* **Given passage**
>>>>
Zeng et al.10 have shown through experiments the importance of positional features in relation extraction tasks. Feng et al.17 also argue that when judging the relationship between entity pairs in a sentence, words that are closer to the entities are usually key information. Therefore, in order to better capture the structural information of a sentence, this paper introduces positional embeddings in the embedding stage, using positional features to record the relative distances of each word to the two entities. An example of relative distances is shown in Fig. 4.

Figure 4
figure 4

Example of relative distance.

The model looks up the relative distance of each word \({\mathrm{w}}_{\mathrm{i}}\) to the two entities, and then maps these two relative distances to two \({k}_{p}\)-dimensional real-valued vectors \(({\mathrm{d}}_{\mathrm{i}}^{{\mathrm{e}}_{\mathrm{h}}},{\mathrm{d}}_{\mathrm{i}}^{{\mathrm{e}}_{\mathrm{t}}})\). For each sentence that needs to be trained in the model, its word embedding and position embedding are concatenated to obtain the sentence vector representation matrix \({\varvec{X}}=[{x}_{1},{x}_{2},\cdots ,{x}_{m}]\in {{\varvec{R}}}^{m\times k}\), where \({{\varvec{x}}}_{i}=[{w}_{i};{\mathrm{d}}_{\mathrm{i}}^{{\mathrm{e}}_{\mathrm{h}}};{\mathrm{d}}_{\mathrm{i}}^{{\mathrm{e}}_{\mathrm{t}}}]\), \(m\) denotes the length of the sentence, \(k\) is the dimension after concatenating the word embedding and position embedding vectors, that is, \(k= {k}_{w}+{k}_{p}\times 2\).
<<<<
* **Instruction 1**
Rewrite the records from their beginning through the line containing "top-left (0, 37), bottom-right (25, 54)", replacing "foam trail" with "foam streak" and leaving everything else unchanged.

* **Data**
>>>>
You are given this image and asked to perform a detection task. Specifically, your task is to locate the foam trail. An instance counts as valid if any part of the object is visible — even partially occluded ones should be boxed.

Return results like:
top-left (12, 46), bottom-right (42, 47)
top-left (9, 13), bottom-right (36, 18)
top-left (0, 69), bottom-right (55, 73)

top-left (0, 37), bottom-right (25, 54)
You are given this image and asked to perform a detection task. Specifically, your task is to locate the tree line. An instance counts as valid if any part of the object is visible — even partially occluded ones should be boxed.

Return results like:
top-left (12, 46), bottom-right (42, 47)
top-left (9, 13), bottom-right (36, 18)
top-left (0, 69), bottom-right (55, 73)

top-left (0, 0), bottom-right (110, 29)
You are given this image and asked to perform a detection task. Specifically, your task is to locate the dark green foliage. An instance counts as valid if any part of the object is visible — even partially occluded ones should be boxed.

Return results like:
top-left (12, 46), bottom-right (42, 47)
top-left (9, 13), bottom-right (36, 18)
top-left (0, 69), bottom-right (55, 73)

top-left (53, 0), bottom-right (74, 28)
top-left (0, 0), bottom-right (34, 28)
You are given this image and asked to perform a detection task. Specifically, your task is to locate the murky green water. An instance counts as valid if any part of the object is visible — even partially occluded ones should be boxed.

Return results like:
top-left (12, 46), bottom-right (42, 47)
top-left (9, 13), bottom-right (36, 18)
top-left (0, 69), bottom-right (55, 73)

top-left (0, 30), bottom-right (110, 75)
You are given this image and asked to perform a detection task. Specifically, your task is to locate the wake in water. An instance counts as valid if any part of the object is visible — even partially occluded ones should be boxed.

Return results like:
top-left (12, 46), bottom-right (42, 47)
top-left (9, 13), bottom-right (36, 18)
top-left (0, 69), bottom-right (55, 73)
<<<<
* **Instruction 2**
Continue the passage on positional embeddings for relation extraction from the point where it stops.

* **Exercise answer 1**
You are given this image and asked to perform a detection task. Specifically, your task is to locate the foam streak. An instance counts as valid if any part of the object is visible — even partially occluded ones should be boxed.

Return results like:
top-left (12, 46), bottom-right (42, 47)
top-left (9, 13), bottom-right (36, 18)
top-left (0, 69), bottom-right (55, 73)

top-left (0, 37), bottom-right (25, 54)

* **Exercise answer 2**
Single-sentence feature output layer

The effectiveness of the PCNN model for sentence-level feature extraction has been demonstrated in the studies by Zeng et al.10 and G. Ji et al.15. Therefore, in this paper, we adopt the PCNN structure as the single-sentence feature output layer of our model, as shown in Fig. 5. After obtaining the embedded representation of the sentence, the embedding vector is fed into the PCNN structure, and the sentence’s feature vector representation is obtained through convolutional and piecewise max-pooling computations.

Figure 5
figure 5

Network structure of PCNN.

Convolution

In the task of entity relation extraction, the length of each sentence varies. To address this issue, sentence padding is applied to align the length of the corpus. The alignment standard is based on the longest sentence in each \(batch\) of samples. Additionally, effective information for determining the relationship between target entities may exist at different positions within a sentence. To capture such information from different positions, the model needs to extract local features at different scales to predict the relationship classification for the entity pair. Dumoulin et al.23 conducted in-depth research on convolution algorithms in deep learning. In deep learning, the convolution operation is often used to extract local features of different scales.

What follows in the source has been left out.